* Page extract *

** Begin **

Pin-Up NYC Magazine Logo


Joe Strummer

by Margo Tiffen

I've been meaning to write these stories down for a long time now. It's unfortunate that the catalyst for me to finally do it is Joe Strummer's death. I've been thinking about him a lot, about what the Clash has meant to me. It almost goes without saying that I'm a huge Clash fan, and I have a lot of good memories in my life associated with their music. One of the greatest things I've gotten to do through working in magazines over the years was to spend time with musicians I admire, and get to know them as people. Some of them have become my friends, and so have some writers, photographers, artists, publicity and label people. I've also met a lot of assholes. More of them than I would've liked. I saw a lot of people who I admired do terrible things to the people around them.

But the true friendships I made were worth slogging through the bullshit. The people I never got to know very well but who touched my life nonetheless, were also worth the bullshit. That's why I still do what I do. For all the hard work and banality that goes with it, encountering these gems is what life is about.

And so it goes for Joe. The impact of Joe's life, his music, and his strength of character is immeasurable. When I interviewed Roddy Byers from The Specials, he spoke of how the Clash treated The Specials when they opened for them on tour. When Joe found out they weren't getting paid enough to eat and stay in proper lodging, he shared the Clash's hotel rooms with them and made the promoters raise their salary. Roddy spoke of how much this meant to them, how they always remembered that, and when they got big themselves, they treated their supporting bands accordingly.

Tom Morello from Rage Against the Machine / Audioslave, after hearing of Joe's death, released a statement that said: "He played as if the world could be changed by a three-minute song, and when I saw The Clash play, my world was changed forever. His idealism and conviction instilled in me the courage to pick up a guitar and the courage to try to make a difference. Joe Strummer was my greatest inspiration, my favorite singer of all time and my hero."

Joe's greatest legacy was that he lead by example. So many people fall into the trap of blaming their rock star behavior on the music industry, on personal trauma, on whatever easy excuse comes their way. Joe gave us someone to point to and say - he never did that, and he was still successful. In fact, he was successful in part because he never did that. Joe always tried his best to be an honest, true person. Which is why when the dust settles on history, whether they put him on the cover of Rolling Stone, or they induct him into the Hall of Fame, Joe's true legacy will be the art of his music, and the art of a life honestly and ecstatically lived.

** End **

(Labeled point records)

** Begin **

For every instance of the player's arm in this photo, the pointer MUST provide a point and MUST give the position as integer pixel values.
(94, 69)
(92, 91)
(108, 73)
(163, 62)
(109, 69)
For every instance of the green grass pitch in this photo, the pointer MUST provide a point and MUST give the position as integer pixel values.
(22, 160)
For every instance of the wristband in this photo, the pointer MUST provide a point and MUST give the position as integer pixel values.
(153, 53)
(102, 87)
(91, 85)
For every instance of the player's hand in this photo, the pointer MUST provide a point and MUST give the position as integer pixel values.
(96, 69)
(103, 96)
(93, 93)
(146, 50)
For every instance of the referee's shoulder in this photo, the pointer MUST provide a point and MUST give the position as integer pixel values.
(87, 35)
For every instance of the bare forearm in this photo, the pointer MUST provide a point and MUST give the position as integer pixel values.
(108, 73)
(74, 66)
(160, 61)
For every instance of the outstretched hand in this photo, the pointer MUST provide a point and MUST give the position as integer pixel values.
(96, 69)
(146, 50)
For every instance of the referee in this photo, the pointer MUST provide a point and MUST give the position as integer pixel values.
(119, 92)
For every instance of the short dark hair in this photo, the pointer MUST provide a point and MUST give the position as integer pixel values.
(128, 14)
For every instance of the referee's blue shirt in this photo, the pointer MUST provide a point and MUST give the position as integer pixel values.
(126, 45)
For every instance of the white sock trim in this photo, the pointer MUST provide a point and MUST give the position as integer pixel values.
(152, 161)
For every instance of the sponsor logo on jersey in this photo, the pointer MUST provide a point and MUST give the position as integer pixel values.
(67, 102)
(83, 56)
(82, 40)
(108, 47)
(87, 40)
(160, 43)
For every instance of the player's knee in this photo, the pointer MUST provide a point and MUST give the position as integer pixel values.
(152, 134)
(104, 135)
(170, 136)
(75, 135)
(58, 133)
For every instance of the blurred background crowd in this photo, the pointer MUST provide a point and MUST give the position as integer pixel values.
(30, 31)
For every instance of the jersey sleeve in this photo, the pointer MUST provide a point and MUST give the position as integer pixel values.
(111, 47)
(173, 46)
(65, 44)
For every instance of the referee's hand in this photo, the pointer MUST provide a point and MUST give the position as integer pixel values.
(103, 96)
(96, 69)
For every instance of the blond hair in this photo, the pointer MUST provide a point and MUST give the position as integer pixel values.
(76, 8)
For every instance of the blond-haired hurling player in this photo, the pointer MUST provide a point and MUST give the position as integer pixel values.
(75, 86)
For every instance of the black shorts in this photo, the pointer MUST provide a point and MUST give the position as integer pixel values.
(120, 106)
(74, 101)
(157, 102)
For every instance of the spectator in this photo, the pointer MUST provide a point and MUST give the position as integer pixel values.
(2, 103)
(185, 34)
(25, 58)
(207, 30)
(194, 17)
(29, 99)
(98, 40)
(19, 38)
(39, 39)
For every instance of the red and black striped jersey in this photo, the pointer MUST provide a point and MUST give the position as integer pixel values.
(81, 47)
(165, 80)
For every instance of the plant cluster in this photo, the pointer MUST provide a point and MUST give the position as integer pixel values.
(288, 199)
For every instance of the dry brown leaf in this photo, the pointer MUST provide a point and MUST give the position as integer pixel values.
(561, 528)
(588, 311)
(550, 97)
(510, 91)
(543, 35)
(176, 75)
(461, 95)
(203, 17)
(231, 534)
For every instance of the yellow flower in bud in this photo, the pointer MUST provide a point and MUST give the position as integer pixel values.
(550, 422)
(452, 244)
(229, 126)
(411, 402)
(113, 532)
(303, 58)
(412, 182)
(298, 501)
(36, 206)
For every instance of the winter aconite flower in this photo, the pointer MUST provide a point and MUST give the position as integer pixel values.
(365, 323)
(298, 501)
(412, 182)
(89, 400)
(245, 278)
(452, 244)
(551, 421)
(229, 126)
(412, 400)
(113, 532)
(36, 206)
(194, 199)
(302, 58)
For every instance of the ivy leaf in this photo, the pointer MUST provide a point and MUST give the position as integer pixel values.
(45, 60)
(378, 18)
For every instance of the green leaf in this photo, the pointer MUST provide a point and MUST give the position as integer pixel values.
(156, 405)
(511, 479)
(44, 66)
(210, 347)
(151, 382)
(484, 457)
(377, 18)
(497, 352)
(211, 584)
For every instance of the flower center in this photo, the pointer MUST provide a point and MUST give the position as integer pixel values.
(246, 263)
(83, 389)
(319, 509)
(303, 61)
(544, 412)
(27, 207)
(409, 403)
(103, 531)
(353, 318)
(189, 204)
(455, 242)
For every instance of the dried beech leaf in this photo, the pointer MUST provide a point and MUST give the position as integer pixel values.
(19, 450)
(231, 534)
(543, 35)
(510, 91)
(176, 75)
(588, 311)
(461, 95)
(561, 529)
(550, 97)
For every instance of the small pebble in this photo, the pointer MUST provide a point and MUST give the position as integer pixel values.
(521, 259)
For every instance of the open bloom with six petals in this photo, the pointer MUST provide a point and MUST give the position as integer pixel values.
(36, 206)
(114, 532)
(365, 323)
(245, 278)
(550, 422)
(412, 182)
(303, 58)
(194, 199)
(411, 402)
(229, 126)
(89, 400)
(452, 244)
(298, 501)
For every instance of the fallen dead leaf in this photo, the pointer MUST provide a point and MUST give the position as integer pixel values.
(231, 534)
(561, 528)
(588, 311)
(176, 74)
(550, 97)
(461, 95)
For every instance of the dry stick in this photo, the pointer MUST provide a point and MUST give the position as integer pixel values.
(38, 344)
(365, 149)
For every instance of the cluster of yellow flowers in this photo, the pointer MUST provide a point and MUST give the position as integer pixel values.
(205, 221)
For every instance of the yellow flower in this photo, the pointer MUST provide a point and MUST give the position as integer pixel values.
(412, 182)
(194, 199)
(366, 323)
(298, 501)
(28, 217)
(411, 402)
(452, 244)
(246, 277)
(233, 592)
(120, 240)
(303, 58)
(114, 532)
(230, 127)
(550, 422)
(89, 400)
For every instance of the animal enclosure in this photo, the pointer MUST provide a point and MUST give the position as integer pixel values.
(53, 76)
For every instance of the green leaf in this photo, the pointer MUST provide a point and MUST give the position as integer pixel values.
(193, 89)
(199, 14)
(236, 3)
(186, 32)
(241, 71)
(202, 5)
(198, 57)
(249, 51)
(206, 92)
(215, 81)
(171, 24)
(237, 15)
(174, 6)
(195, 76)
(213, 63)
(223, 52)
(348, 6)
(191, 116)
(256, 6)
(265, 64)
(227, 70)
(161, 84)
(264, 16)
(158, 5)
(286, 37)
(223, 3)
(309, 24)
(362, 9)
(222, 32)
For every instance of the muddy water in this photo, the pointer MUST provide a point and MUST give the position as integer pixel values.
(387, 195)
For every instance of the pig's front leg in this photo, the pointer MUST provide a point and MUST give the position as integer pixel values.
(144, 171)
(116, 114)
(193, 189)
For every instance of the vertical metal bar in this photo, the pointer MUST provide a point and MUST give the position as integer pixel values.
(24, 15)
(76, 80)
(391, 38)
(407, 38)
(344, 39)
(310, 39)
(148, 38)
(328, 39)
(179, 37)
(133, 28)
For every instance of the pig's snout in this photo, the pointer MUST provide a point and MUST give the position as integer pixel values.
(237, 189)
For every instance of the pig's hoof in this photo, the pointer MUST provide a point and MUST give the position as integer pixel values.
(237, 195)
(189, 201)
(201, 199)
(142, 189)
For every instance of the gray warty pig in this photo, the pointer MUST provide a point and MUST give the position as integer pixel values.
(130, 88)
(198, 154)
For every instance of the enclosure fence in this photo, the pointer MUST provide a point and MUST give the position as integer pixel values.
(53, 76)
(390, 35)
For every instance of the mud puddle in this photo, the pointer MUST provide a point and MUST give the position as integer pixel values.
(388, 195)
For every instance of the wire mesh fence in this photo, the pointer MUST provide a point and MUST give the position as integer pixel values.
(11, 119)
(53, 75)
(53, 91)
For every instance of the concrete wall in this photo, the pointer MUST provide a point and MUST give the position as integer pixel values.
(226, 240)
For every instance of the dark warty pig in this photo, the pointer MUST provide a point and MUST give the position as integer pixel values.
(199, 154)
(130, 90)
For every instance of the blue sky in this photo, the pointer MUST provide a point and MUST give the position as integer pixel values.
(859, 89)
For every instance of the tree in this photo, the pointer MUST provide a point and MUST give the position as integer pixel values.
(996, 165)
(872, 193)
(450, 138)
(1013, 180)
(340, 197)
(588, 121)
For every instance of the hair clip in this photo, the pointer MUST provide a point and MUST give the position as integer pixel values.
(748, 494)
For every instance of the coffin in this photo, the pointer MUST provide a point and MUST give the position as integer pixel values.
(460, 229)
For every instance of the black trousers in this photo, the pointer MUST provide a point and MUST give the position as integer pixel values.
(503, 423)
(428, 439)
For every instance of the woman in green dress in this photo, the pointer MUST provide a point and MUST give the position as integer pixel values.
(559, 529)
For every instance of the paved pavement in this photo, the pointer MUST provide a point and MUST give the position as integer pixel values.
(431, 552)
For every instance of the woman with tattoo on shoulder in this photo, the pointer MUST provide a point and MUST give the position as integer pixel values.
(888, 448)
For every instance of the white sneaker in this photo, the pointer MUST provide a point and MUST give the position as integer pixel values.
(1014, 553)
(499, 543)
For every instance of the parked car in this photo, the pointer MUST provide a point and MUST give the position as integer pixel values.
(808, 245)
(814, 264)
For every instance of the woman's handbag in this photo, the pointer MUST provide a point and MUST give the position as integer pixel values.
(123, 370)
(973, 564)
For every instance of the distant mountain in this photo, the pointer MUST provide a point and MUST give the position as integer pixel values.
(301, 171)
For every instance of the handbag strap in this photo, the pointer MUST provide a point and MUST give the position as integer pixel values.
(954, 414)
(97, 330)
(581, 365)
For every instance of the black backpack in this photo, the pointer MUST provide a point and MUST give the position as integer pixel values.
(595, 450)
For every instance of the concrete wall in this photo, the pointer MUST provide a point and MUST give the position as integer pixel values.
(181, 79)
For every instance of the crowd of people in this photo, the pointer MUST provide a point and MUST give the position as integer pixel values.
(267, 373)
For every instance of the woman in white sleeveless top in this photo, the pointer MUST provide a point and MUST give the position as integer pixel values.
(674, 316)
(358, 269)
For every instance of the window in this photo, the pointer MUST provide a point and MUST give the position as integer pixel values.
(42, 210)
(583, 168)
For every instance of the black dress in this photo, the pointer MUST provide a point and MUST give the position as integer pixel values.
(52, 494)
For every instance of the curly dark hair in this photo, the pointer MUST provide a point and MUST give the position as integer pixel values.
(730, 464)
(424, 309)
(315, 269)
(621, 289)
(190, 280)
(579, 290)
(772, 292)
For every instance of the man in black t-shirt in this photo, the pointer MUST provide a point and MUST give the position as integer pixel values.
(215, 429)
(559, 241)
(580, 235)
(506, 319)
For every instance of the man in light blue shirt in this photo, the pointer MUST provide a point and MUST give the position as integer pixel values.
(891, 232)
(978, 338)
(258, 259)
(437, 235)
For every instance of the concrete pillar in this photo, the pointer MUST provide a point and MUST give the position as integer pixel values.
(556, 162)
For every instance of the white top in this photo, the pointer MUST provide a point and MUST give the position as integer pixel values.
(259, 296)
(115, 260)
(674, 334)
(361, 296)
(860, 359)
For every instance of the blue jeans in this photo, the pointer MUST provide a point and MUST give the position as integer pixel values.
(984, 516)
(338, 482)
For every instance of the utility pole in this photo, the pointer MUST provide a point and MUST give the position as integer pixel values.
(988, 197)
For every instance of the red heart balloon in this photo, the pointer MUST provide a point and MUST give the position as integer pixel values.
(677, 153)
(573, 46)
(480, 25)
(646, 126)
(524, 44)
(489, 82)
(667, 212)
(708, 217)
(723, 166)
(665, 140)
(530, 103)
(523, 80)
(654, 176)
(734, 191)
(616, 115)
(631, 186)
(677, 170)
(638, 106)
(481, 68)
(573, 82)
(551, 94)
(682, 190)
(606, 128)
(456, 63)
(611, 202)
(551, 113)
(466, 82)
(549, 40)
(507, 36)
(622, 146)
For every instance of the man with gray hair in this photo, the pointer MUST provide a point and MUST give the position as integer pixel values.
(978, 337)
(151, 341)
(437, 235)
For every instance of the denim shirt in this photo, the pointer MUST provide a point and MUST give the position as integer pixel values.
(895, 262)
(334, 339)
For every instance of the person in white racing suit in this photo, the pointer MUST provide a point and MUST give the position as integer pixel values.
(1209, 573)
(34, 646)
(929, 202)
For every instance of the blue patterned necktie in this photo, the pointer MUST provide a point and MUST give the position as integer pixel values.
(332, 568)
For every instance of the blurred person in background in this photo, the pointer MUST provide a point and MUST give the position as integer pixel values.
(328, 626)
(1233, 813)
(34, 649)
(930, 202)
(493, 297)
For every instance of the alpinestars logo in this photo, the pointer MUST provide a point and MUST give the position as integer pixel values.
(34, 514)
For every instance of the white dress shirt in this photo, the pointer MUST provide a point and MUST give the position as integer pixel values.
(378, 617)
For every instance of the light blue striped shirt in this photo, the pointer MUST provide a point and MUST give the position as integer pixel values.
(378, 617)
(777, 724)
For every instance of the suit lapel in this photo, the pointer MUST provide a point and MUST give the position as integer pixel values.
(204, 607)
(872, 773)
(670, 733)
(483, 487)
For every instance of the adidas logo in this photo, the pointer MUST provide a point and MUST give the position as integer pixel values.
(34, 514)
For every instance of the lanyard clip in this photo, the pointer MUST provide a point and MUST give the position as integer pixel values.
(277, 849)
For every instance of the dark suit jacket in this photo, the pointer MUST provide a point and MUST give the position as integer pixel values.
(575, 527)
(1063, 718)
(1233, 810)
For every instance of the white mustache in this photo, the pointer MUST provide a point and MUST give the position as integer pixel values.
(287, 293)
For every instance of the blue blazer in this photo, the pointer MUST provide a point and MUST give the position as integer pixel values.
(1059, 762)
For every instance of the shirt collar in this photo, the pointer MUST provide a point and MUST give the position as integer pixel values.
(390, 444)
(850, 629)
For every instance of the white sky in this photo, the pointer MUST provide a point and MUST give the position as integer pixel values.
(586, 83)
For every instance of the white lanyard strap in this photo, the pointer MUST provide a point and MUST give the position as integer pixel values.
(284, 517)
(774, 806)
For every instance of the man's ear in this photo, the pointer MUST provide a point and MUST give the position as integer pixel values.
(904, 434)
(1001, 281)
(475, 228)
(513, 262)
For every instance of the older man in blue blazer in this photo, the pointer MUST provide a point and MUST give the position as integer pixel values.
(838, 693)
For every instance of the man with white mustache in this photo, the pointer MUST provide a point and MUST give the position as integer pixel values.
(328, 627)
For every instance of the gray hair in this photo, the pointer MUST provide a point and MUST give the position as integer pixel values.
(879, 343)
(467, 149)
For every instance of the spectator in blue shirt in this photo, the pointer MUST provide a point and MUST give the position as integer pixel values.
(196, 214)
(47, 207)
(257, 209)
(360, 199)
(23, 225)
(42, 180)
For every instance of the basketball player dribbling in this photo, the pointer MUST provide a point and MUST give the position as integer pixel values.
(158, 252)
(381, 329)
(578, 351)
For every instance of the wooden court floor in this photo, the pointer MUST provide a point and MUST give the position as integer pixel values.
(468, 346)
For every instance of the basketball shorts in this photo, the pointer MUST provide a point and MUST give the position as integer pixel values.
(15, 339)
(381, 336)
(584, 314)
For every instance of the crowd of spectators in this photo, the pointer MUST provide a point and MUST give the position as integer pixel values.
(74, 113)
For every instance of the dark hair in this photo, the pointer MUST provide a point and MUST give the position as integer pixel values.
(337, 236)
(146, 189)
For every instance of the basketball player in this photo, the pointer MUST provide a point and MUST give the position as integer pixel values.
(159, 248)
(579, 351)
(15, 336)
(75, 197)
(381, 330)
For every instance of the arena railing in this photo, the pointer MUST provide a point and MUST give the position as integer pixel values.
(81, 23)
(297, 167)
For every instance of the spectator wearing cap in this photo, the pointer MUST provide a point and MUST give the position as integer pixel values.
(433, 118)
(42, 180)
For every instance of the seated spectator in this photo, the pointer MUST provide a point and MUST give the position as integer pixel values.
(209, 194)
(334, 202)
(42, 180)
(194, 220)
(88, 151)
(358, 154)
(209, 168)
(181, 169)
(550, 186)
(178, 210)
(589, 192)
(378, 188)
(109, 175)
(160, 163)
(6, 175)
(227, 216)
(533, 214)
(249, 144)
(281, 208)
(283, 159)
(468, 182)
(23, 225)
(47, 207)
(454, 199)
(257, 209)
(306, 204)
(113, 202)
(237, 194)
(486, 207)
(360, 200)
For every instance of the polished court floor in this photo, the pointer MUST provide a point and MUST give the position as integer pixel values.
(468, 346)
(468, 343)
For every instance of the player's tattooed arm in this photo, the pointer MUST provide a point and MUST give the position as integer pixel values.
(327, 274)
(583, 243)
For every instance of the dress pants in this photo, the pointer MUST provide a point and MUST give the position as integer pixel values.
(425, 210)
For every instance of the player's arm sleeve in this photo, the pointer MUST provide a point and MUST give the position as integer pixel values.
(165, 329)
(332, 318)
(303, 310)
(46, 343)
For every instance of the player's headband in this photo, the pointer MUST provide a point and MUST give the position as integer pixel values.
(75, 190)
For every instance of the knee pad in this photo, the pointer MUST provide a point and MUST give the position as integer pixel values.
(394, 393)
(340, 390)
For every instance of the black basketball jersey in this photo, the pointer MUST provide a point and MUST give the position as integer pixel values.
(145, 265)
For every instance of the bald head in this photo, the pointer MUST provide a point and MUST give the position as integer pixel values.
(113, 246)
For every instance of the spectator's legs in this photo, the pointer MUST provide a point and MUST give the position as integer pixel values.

** End **

* Short exercise 1 *
Can you repeat the Joe Strummer tribute between "But the true" and "life is about.", inclusive?
* Short exercise 2 *
In Spanish, how does this sentence from the Joe Strummer tribute read: "The impact of Joe's life, his music, and his strength of character is immeasurable."?
These lines have no connection to the Joe Strummer tribute.

* Full solution 1 *
But the true friendships I made were worth slogging through the bullshit. The people I never got to know very well but who touched my life nonetheless, were also worth the bullshit. That's why I still do what I do. For all the hard work and banality that goes with it, encountering these gems is what life is about.

* Full solution 2 *
El impacto de la vida de Joe, de su música y de su fortaleza de carácter es inconmensurable.